▶ Extracted text:
Running Batch Queries

To encode multiple rows of text strings stored in a table column, in parallel, use the ML_EMBED_TABLE routine. This method is faster than running the ML_EMBED_ROW routine multiple times.

To run the steps in this section, create a new database demo_db and table input_table:

mysql> CREATE DATABASE demo_db;
mysql> USE demo_db;
mysql> CREATE TABLE input_table (id INT AUTO_INCREMENT, Input TEXT, primary key (id));
mysql> INSERT INTO input_table (Input) VALUES('Describe what is MySQL in 50 words.');
mysql> INSERT INTO input_table (Input) VALUES('Describe Artificial Intelligence in 50 words.');
mysql> INSERT INTO input_table (Input) VALUES('Describe Machine Learning in 50 words.');

To run batch queries using ML_EMBED_TABLE, perform the following steps:

  1. Call the ML_EMBED_TABLE routine:

    mysql> CALL sys.ML_EMBED_TABLE("InputDBName.InputTableName.InputColumn", "OutputDBName.OutputTableName.OutputColumn",
    JSON_OBJECT("model_id", "EmbeddingModel"));

    Replace the following:

    • InputDBName: the name of the database that contains the table column where your input queries are stored.

    • InputTableName: the name of the table that contains the column where your input queries are stored.

▶ Segmentation labeling items:
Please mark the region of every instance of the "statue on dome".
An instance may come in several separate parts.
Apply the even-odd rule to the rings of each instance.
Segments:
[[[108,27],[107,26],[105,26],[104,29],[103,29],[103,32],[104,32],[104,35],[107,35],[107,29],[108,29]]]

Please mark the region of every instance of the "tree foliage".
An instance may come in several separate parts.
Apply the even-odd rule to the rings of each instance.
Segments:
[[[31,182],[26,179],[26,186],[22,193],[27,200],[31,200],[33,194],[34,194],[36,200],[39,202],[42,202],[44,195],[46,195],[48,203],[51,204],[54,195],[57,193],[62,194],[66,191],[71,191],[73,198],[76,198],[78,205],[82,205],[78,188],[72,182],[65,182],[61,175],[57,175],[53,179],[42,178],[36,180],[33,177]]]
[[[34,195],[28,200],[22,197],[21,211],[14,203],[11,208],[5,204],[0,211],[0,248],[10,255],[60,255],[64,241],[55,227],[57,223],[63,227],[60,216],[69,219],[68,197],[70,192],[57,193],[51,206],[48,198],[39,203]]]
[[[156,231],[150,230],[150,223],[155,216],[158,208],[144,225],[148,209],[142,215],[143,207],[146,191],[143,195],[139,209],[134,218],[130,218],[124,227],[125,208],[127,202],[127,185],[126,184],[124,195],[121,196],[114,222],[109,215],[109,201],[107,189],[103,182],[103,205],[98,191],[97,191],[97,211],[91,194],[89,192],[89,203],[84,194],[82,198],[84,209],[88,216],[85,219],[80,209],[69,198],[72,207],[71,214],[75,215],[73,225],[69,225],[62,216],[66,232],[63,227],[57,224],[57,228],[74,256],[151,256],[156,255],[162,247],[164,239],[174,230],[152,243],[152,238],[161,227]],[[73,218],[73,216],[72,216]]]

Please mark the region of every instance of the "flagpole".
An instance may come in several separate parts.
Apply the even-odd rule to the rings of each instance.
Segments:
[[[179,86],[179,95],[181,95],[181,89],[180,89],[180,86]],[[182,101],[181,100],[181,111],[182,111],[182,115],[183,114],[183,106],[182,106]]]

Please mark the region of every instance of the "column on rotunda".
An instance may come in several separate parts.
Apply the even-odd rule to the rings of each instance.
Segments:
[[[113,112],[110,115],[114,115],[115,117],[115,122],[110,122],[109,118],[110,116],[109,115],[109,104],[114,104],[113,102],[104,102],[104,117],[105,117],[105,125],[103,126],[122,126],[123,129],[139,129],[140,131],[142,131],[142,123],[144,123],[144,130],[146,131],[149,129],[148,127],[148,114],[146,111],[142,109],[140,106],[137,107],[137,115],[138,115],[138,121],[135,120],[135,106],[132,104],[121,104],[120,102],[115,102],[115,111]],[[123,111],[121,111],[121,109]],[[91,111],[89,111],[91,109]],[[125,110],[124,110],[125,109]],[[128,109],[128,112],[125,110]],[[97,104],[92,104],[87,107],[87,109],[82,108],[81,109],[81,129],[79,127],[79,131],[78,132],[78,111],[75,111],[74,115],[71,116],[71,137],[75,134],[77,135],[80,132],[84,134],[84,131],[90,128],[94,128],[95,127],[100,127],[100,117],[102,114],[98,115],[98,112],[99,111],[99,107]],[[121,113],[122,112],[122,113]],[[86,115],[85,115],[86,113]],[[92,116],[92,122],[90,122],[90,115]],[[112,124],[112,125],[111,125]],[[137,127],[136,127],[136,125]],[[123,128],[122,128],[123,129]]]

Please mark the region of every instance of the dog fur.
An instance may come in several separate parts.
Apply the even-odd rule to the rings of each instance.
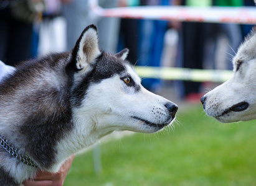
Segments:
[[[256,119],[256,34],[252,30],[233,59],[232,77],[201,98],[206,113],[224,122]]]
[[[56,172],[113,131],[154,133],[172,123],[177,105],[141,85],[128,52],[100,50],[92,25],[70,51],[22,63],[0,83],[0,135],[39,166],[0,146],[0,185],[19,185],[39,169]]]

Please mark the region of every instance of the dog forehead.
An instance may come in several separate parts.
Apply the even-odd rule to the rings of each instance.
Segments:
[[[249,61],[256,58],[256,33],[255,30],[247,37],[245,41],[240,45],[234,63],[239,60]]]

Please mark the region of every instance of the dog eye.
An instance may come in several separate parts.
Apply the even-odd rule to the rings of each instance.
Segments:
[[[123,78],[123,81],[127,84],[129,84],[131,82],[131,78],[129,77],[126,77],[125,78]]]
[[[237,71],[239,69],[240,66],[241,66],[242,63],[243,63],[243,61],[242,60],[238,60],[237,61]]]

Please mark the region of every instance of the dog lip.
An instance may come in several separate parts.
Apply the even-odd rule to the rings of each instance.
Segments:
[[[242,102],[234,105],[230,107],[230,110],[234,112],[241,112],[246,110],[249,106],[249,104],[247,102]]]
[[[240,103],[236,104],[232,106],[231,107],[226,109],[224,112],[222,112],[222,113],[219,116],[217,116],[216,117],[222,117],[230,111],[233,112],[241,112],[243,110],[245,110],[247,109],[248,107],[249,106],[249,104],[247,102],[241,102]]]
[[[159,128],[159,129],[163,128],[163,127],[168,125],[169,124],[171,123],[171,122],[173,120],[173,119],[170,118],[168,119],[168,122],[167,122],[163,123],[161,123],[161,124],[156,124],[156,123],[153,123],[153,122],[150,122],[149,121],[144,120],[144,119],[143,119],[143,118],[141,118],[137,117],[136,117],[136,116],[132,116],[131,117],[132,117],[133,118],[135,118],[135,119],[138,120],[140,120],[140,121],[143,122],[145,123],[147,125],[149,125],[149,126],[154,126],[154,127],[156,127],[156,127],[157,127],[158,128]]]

---

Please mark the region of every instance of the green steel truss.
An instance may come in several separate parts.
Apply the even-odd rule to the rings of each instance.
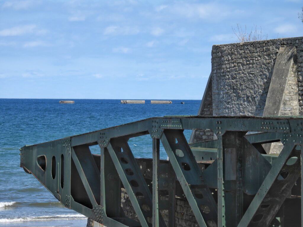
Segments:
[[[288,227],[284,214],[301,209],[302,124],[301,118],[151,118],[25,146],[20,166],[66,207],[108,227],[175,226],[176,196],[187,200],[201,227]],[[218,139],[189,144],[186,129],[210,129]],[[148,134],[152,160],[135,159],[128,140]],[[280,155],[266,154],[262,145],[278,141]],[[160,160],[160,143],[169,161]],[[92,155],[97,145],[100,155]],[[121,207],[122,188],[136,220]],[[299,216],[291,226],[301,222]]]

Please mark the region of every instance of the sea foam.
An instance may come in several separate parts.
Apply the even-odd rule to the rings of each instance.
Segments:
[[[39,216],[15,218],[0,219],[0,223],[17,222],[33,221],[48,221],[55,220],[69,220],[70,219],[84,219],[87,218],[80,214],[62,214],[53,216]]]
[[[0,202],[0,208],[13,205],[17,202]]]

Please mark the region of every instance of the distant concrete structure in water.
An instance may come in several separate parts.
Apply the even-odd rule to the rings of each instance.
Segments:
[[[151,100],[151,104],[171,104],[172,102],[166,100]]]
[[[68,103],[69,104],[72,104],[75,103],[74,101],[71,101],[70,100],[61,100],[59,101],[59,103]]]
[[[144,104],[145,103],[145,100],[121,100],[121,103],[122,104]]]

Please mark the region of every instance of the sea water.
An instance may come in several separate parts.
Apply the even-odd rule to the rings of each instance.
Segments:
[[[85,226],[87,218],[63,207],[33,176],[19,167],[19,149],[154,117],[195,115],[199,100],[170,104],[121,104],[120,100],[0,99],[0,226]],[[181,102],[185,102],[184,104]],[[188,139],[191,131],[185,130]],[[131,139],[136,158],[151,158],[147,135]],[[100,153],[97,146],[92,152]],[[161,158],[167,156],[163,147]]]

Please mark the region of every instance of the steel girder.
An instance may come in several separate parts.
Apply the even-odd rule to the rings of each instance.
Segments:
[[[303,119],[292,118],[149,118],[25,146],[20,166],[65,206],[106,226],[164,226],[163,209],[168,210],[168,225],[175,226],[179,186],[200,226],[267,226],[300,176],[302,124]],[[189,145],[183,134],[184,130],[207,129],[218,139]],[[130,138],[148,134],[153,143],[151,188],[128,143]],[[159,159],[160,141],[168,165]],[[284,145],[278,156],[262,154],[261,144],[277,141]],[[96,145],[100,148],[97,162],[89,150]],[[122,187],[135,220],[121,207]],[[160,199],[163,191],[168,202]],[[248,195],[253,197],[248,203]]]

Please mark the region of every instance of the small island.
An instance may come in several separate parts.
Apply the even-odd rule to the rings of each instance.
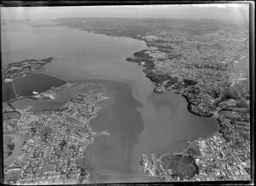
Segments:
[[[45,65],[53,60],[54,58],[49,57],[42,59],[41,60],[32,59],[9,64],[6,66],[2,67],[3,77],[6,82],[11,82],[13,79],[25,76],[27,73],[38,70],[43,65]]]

▶ What you should do: Based on the text on running batch queries, decide whether each statement agrees with it: (a) ML_EMBED_TABLE is faster than calling ML_EMBED_ROW several times; (b) the demonstration table is named demo_table; (c) InputTableName refers to the database that holds the input queries. Answer yes or no for each, quoting the words of the text that decide it.

▶ The response:
(a) Yes: "This method is faster than running the ML_EMBED_ROW routine multiple times."
(b) No: "create a new database demo_db and table input_table"
(c) No: "InputTableName: the name of the table that contains the column where your input queries are stored."